### Exercise objective
Return each line below holding the string "utility".

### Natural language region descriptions

========

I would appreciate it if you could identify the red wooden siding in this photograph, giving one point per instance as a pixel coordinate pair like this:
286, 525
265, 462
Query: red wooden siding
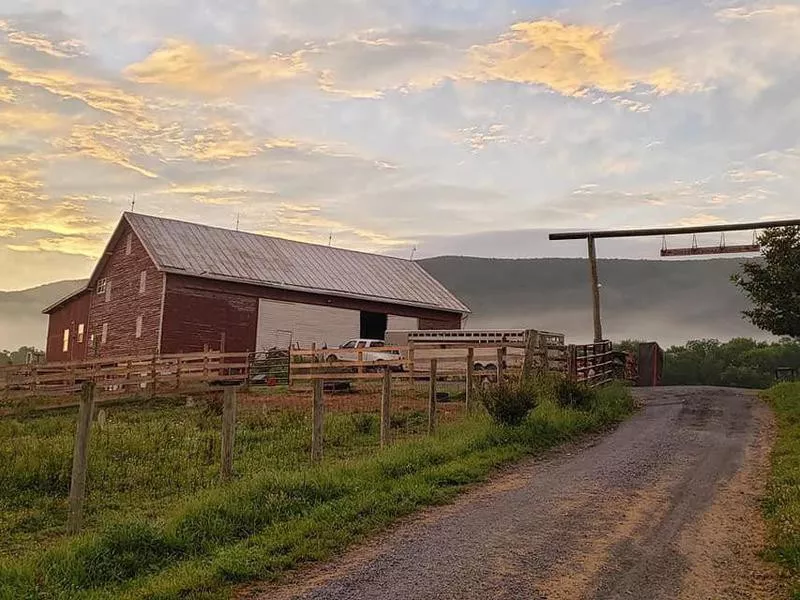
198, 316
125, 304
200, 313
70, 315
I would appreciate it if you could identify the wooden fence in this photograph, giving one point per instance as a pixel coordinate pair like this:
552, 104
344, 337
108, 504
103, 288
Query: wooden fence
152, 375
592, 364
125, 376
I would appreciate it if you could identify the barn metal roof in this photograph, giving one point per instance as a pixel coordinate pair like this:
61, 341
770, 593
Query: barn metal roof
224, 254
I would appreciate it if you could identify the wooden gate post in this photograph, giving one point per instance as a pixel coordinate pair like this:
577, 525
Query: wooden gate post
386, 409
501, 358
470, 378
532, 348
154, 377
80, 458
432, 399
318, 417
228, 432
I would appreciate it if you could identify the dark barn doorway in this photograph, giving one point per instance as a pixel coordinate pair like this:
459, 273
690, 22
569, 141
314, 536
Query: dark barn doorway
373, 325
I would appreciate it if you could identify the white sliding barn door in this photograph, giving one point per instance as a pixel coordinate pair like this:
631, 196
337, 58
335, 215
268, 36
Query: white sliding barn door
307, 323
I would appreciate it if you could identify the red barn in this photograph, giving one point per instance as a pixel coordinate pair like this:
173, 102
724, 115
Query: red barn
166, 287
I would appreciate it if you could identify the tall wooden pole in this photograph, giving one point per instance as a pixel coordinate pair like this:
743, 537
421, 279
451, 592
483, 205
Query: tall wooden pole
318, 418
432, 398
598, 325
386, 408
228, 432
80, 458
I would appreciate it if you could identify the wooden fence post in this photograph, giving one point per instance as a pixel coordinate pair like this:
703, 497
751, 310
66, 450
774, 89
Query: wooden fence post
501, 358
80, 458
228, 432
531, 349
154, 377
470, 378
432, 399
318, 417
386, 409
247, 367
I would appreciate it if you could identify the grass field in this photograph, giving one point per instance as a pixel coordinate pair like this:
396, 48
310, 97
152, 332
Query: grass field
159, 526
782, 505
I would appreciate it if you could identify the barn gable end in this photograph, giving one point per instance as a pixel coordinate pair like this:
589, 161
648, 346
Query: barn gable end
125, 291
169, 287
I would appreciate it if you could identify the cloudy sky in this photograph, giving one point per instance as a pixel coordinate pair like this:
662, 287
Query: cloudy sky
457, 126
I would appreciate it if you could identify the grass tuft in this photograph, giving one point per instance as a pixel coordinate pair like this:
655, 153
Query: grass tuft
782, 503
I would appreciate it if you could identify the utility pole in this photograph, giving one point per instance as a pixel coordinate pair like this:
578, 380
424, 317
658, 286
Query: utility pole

========

### Exercise answer
I would appreciate it if you could identify the utility pole in this photograph, giving one point per instance as a pixel coordinate pair like this:
Query: utility pole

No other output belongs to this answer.